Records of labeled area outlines

|---|

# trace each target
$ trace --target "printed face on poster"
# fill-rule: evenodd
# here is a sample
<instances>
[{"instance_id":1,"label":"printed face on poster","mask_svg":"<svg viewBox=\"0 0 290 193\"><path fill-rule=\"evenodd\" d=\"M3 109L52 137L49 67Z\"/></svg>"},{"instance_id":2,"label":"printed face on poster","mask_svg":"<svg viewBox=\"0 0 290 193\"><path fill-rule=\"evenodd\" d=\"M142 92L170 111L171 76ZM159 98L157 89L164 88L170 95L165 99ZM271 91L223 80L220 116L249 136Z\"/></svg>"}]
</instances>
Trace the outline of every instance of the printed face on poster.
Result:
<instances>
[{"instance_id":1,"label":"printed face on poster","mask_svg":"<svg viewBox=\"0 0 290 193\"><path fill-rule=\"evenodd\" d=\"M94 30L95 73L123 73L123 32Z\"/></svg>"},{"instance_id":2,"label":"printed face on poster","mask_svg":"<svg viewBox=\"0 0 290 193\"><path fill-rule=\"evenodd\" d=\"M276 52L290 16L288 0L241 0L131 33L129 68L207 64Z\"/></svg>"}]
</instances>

|---|

:: REQUIREMENTS ::
Lay out these records as a two-column CSV with the columns request and answer, one row for each request. Put each request's text and its answer in a single quoted field, turning line breaks into spaces, and cover all the records.

:: SOLUTION TO THIS PROBLEM ::
request,answer
"# trace each target $ trace --target ""printed face on poster"" # fill-rule: evenodd # here is a sample <instances> [{""instance_id"":1,""label"":""printed face on poster"",""mask_svg"":""<svg viewBox=\""0 0 290 193\""><path fill-rule=\""evenodd\"" d=\""M3 109L52 137L49 67Z\""/></svg>""},{""instance_id"":2,""label"":""printed face on poster"",""mask_svg"":""<svg viewBox=\""0 0 290 193\""><path fill-rule=\""evenodd\"" d=\""M142 92L170 111L171 76ZM159 98L157 89L164 88L170 95L165 99ZM271 91L223 80L220 116L249 136Z\""/></svg>""}] </instances> Trace the outline of every instance of the printed face on poster. Result:","<instances> [{""instance_id"":1,""label"":""printed face on poster"",""mask_svg"":""<svg viewBox=\""0 0 290 193\""><path fill-rule=\""evenodd\"" d=\""M94 30L95 73L123 73L123 32Z\""/></svg>""},{""instance_id"":2,""label"":""printed face on poster"",""mask_svg"":""<svg viewBox=\""0 0 290 193\""><path fill-rule=\""evenodd\"" d=\""M276 52L290 16L288 0L241 0L131 33L129 68L207 64Z\""/></svg>""}] </instances>"